Exercise directions. Which rows contain the string "outside"? Extract each one in full, and treat uppercase and lowercase as different.

(Records of labeled points)
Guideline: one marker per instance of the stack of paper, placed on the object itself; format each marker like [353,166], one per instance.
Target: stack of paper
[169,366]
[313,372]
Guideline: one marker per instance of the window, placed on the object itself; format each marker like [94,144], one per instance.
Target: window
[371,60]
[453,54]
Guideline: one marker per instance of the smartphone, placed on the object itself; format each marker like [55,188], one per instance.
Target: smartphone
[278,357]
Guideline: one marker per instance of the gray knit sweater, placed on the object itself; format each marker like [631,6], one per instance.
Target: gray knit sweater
==
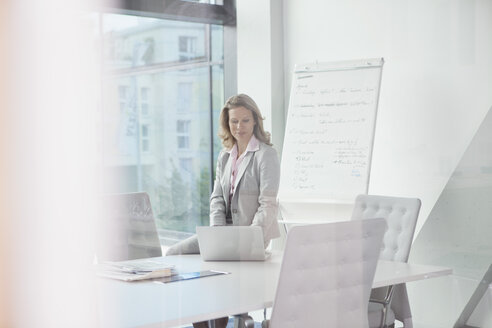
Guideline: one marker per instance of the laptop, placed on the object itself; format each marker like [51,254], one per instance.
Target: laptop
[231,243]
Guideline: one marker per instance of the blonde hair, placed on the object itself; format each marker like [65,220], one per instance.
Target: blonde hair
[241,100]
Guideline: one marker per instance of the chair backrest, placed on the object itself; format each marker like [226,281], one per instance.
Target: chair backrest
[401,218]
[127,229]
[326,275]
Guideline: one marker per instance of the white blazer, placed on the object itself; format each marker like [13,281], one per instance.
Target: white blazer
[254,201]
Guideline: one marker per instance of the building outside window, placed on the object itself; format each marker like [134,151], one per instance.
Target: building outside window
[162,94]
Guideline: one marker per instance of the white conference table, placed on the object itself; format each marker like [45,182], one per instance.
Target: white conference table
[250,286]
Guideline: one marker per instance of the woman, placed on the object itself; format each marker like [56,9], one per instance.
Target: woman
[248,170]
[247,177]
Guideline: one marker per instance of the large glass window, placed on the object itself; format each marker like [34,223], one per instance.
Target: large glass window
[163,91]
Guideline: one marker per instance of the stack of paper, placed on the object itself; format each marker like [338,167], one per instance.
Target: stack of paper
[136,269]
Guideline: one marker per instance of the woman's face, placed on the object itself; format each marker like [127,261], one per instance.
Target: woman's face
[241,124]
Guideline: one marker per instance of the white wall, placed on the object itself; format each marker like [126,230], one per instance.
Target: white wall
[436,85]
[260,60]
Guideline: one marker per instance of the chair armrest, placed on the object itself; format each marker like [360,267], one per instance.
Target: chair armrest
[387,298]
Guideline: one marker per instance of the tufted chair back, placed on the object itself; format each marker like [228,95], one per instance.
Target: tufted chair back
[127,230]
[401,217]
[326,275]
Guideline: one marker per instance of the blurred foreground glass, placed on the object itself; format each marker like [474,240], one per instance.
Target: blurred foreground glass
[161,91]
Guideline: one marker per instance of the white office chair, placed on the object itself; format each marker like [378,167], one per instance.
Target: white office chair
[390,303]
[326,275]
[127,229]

The answer.
Guideline: one marker per instance of the building outside window, placed on the object itself; format each marker like [134,151], one per instance.
Target: building outside window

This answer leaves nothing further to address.